━━━━━ Aangeleverd fragment

En opdat ik niet hoovaardig zou worden op de uitnemendheid der openbaringen, is mij gegeven een doorn in het vleesch, een satansengel, om mij te geeselen, opdat ik niet hoovaardig zou worden.
8 Propter quod ter Dominum rogavi ut discederet a me:
Hierover nu heb ik driemaal den Heere aangeroepen, opdat die van mij wijken zou,
9 et dixit mihi: Sufficit tibi gratia mea: nam virtus in infirmitate perficitur. Libenter igitur gloriabor in infirmitatibus meis, ut inhabitet in me virtus Christi.
en Hij heeft tot mij gezegd: mijn genade zij u genoegzaam, want mijn kracht wordt in zwakheid volkomen.
10 Propter quod placeo mihi in infirmitatibus meis, in contumeliis, in necessitatibus, in persecutionibus, in angustiis pro Christo: Cum enim infirmor, tunc potens sum.
Daarom heb ik vermaak in zwakheden, in smadingen, in moeilijkheden, in vervolgingen en benauwdheden, voor Christus; want als ik zwak ben, dan ben ik machtig.

━━━━━━━━━━
━━━━━ Fragmenten uit gegevens

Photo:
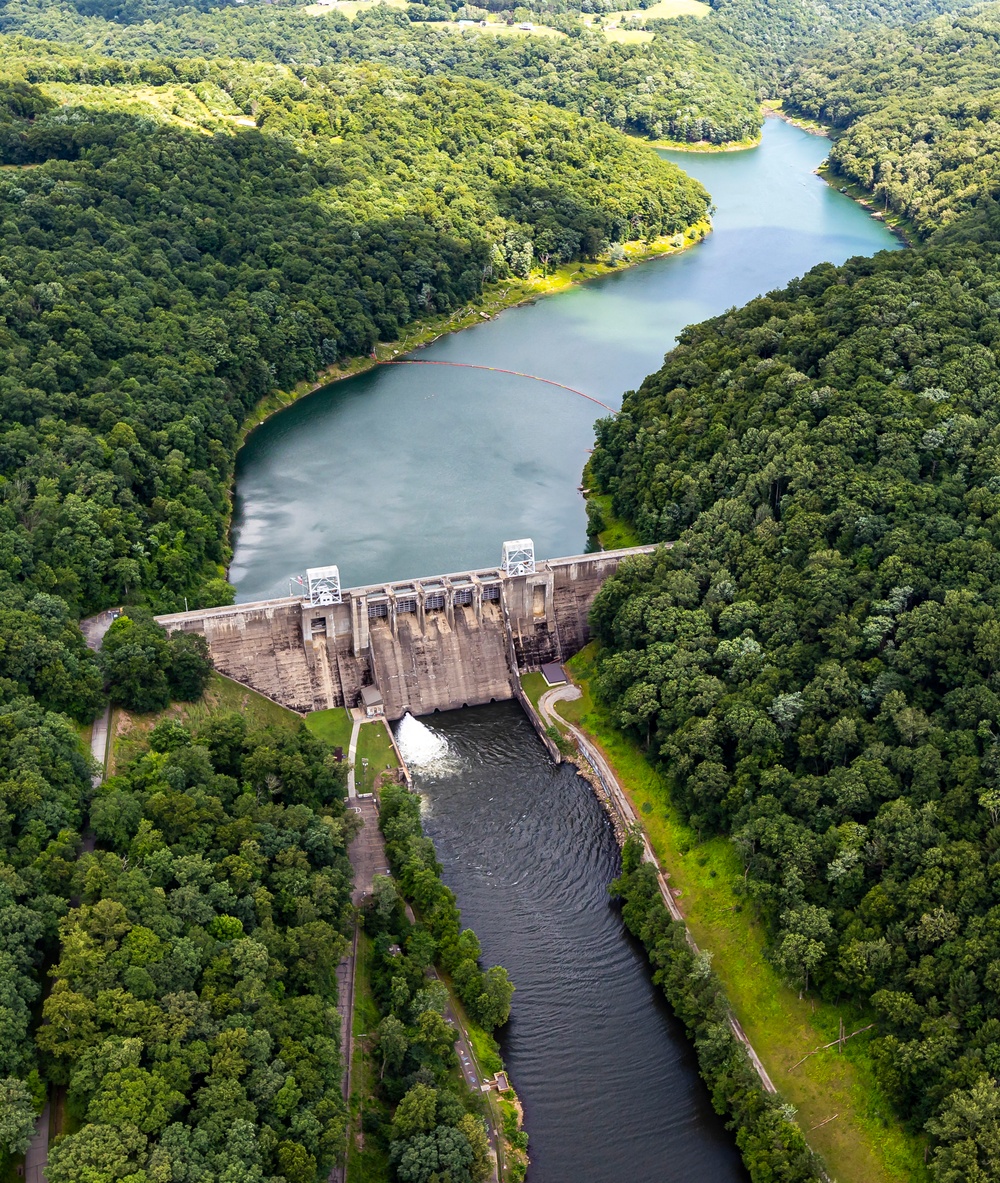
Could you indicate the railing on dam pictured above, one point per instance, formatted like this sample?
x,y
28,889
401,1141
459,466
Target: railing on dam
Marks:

━━━━━━━━━━

> _Uit te voeren taken_
1 - Geef letterlijk het deel van het fragment over de doorn in het vlees weer dat begint bij "en Hij heeft" en eindigt bij "ben ik machtig.".
2 - Zet het fragment over de doorn in het vlees voort vanaf het punt waar het ophoudt.

> _Antwoorden bij taken_
1 -
en Hij heeft tot mij gezegd: mijn genade zij u genoegzaam, want mijn kracht wordt in zwakheid volkomen.
10 Propter quod placeo mihi in infirmitatibus meis, in contumeliis, in necessitatibus, in persecutionibus, in angustiis pro Christo: Cum enim infirmor, tunc potens sum.
Daarom heb ik vermaak in zwakheden, in smadingen, in moeilijkheden, in vervolgingen en benauwdheden, voor Christus; want als ik zwak ben, dan ben ik machtig.

2 -
11 Factus sum insipiens, vos me coegistis. Ego enim a vobis debui commendari: nihil enim minus feci ab iis, qui sunt supra modum Apostoli: tametsi nihil sum:
Ik ben dwaas geworden. Gij hebt mij genoodzaakt, want ik behoorde door u aangeprezen te worden. In niets toch ben ik minder geweest dan die uitstekende apostelen, al ben ik ook niets.
12 signa tamen Apostolatus mei facta sunt super vos in omni patientia, in signis, et prodigiis, et virtutibus.
Want de kenmerken van een apostel zijn onder u gewrocht in alle volharding, door teekenen en wonderen en krachten.
13 Quid est enim, quod minus habuistis prae ceteris Ecclesiis, nisi quod ego ipse non gravavi vos? Donate mihi hanc iniuriam.
Want wat is er waarin gij minder geweest zijt dan de andere gemeenten, dan alleen daarin dat ik zelf u niet tot bezwaar ben geweest? Vergeeft mij dit ongelijk!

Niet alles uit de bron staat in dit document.